▶ [TEXTAUSZUG]
Vorratsgesetze für Krisenfälle, die aus der Schublade geholt und für geltend erklärt werden, gäben allerdings eine Ermächtigungsgrundlage, die groß ist. Daran ändert auch die hohe Hürde einer Zwei-Drittel-Mehrheit nichts.
Das Land Berlin hat sich statt eines solchen massiven Eingriffs für ein Parlamentsbeteiligungsgesetz entschieden, das Abstufungen vorsieht, wann das Parlament vorgeschlagenen Maßnahmen zustimmen muss oder auch Widerspruch einlegen kann. Ließe sich ja vielleicht was draus lernen, bevor man die Verfassung ändert.
Zudem muss gesagt werden, dass der Bericht der Evaluierungskommission nichts geliefert hat, was im Hinblick auf Resilienz im Sinne staatlicher Daseinsvorsorge hilfreich wäre. Außer, dass es fein sein könnte, die Wissenslücken (ein sehr euphemistischer Ausdruck) sukzessive zu schließen.
Euphemistisch, weil ja eigentlich festgestellt werden muss, dass die Begleitforschung während der Pandemie völlig versagt hat. Im Bericht klingt das so:
Ebenso wurde bislang auch keine Koordinierung der bereits geplanten oder laufenden Studien zur Lösung der brennendsten Bekämpfungsfragen auf nationaler Ebene angestrengt.

▶ [ZEILEN DES DATENSATZES]
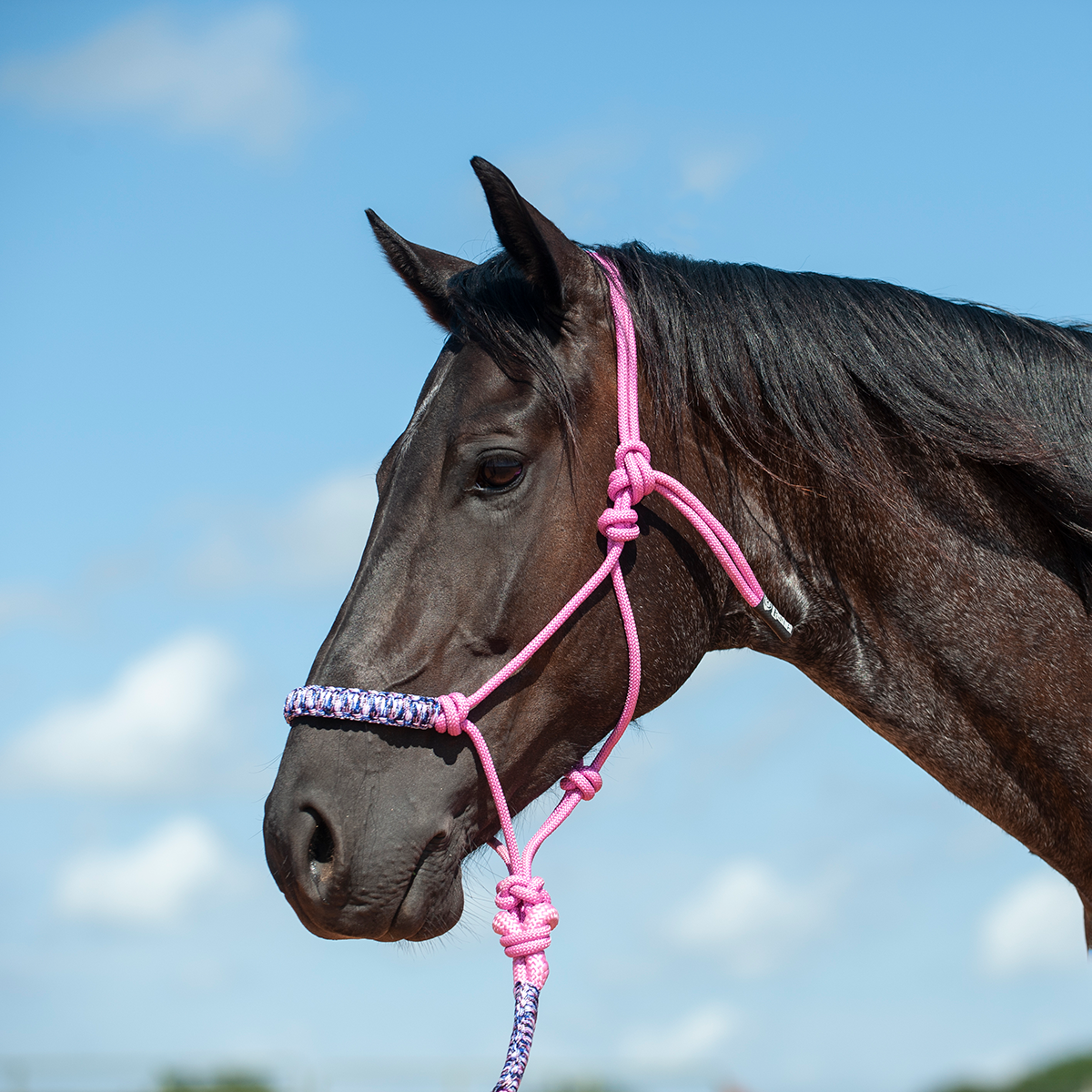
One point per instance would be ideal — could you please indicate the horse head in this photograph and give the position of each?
(486, 524)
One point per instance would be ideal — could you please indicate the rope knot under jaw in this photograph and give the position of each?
(525, 920)
(454, 707)
(585, 780)
(632, 480)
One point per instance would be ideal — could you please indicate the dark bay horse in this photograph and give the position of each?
(910, 478)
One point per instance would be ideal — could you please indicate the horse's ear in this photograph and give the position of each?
(426, 272)
(547, 258)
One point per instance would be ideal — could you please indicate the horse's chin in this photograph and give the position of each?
(430, 905)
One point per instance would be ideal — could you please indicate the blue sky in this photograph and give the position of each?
(205, 359)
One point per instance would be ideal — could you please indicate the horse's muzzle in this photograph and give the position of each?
(386, 866)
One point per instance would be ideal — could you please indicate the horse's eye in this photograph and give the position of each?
(498, 472)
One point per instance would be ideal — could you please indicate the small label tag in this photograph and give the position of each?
(775, 620)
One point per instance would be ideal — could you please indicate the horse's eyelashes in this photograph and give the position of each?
(498, 472)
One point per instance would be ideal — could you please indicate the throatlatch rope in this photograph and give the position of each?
(525, 916)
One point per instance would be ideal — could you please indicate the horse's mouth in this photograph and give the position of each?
(336, 901)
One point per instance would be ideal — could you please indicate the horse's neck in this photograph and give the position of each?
(956, 632)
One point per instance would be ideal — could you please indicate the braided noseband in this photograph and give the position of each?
(525, 915)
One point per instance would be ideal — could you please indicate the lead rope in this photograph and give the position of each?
(525, 916)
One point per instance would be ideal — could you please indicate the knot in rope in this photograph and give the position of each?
(585, 780)
(632, 480)
(454, 707)
(527, 916)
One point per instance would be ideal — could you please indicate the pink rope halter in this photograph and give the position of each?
(525, 916)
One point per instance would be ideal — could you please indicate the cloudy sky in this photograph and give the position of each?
(205, 359)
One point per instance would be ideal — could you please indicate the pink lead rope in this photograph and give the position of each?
(525, 915)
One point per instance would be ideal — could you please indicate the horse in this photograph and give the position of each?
(910, 478)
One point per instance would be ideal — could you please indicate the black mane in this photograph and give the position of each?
(798, 369)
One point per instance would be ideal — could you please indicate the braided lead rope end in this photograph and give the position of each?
(523, 1033)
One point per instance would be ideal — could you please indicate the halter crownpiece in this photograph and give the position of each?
(525, 916)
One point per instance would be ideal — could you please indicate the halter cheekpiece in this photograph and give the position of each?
(525, 916)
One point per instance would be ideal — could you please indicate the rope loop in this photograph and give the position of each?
(584, 780)
(453, 707)
(618, 524)
(633, 472)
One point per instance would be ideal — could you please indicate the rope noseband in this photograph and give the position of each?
(525, 916)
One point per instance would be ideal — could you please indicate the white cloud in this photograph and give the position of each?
(571, 178)
(686, 1040)
(152, 883)
(751, 917)
(710, 168)
(142, 733)
(1036, 925)
(234, 76)
(316, 539)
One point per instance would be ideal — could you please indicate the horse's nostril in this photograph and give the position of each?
(320, 851)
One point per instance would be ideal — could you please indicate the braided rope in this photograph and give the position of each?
(525, 916)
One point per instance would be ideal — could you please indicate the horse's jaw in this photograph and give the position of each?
(387, 867)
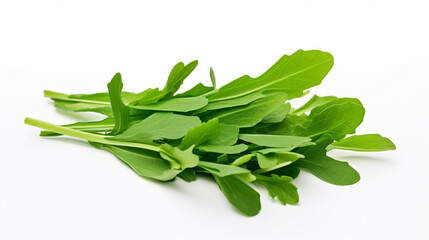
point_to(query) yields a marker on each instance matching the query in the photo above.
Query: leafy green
(245, 131)
(177, 75)
(326, 168)
(222, 170)
(121, 113)
(240, 195)
(201, 134)
(315, 101)
(185, 104)
(364, 143)
(280, 187)
(249, 115)
(234, 149)
(291, 74)
(159, 125)
(145, 163)
(278, 115)
(274, 140)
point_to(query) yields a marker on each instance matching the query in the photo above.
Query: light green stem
(65, 97)
(85, 135)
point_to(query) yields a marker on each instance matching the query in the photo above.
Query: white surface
(65, 189)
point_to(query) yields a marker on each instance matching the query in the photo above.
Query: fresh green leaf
(160, 125)
(177, 75)
(178, 158)
(222, 170)
(227, 136)
(201, 134)
(337, 119)
(278, 115)
(324, 167)
(188, 175)
(235, 102)
(196, 91)
(213, 78)
(186, 104)
(145, 163)
(234, 149)
(280, 187)
(240, 195)
(248, 115)
(273, 140)
(291, 74)
(121, 112)
(315, 101)
(148, 96)
(364, 143)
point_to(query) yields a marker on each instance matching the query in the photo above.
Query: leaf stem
(85, 135)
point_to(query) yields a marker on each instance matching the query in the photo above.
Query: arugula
(243, 133)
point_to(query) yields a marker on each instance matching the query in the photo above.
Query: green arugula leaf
(121, 112)
(234, 149)
(336, 119)
(177, 75)
(201, 134)
(179, 159)
(291, 74)
(213, 78)
(186, 104)
(227, 136)
(239, 101)
(188, 175)
(195, 91)
(148, 96)
(280, 187)
(160, 125)
(248, 115)
(324, 167)
(274, 140)
(240, 195)
(145, 163)
(105, 125)
(278, 115)
(222, 170)
(364, 143)
(272, 161)
(314, 102)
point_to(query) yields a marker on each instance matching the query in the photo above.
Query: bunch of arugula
(244, 132)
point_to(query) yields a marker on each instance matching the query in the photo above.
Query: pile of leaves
(244, 132)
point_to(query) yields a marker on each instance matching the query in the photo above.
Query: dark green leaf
(365, 143)
(240, 195)
(159, 126)
(314, 102)
(197, 90)
(121, 112)
(188, 175)
(178, 75)
(175, 104)
(213, 78)
(274, 140)
(291, 74)
(248, 115)
(278, 115)
(201, 134)
(222, 170)
(145, 163)
(280, 187)
(234, 149)
(324, 167)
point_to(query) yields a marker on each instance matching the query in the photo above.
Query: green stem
(65, 97)
(85, 135)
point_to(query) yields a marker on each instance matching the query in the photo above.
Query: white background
(64, 189)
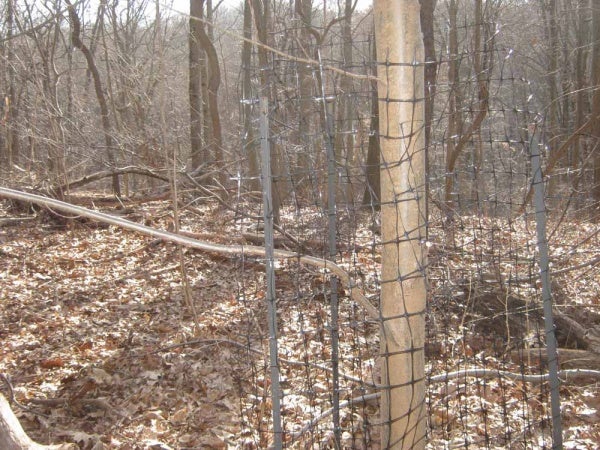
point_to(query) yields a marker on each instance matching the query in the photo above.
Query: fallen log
(13, 437)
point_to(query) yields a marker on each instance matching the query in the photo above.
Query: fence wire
(489, 384)
(406, 298)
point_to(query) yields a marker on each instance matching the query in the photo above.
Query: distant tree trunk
(262, 18)
(10, 150)
(372, 195)
(345, 144)
(250, 145)
(198, 153)
(303, 10)
(427, 19)
(454, 129)
(213, 83)
(104, 114)
(402, 133)
(552, 128)
(458, 134)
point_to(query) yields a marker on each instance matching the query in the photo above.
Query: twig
(260, 352)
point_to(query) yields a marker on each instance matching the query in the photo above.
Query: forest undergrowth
(101, 348)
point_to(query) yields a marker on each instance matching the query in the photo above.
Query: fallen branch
(87, 179)
(488, 374)
(241, 250)
(13, 437)
(570, 374)
(290, 362)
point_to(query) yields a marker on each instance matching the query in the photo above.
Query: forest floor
(111, 339)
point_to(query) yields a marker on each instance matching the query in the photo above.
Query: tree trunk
(198, 154)
(104, 114)
(403, 294)
(595, 78)
(212, 90)
(10, 152)
(372, 195)
(250, 145)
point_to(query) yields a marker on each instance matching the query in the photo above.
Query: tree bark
(400, 57)
(249, 142)
(195, 97)
(596, 99)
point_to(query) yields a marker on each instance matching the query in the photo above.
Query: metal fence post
(551, 346)
(270, 273)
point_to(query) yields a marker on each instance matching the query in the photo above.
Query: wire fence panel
(414, 233)
(491, 374)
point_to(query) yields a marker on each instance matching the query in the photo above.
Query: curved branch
(243, 250)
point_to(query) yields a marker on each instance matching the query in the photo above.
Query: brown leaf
(52, 363)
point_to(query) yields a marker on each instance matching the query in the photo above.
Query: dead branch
(13, 437)
(237, 250)
(87, 179)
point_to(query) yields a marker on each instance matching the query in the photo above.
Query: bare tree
(99, 89)
(400, 57)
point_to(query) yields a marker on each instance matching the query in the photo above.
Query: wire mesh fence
(424, 249)
(491, 369)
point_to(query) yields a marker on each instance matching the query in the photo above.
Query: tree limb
(241, 250)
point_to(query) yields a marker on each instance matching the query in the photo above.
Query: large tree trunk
(403, 294)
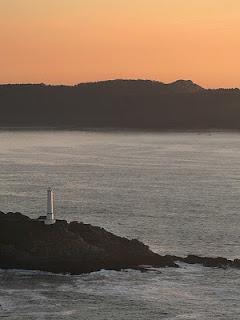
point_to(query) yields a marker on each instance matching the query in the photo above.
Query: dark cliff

▶ [AUFGABENSTELLUNG]
Entnimm dem Textauszug wörtlich die Passage zwischen „Zudem muss gesagt“ und „sukzessive zu schließen.“, beide Stellen eingeschlossen. Die Zeilen des Datensatzes werden hier nicht gebraucht.

▶ [ERGEBNIS]
Zudem muss gesagt werden, dass der Bericht der Evaluierungskommission nichts geliefert hat, was im Hinblick auf Resilienz im Sinne staatlicher Daseinsvorsorge hilfreich wäre. Außer, dass es fein sein könnte, die Wissenslücken (ein sehr euphemistischer Ausdruck) sukzessive zu schließen.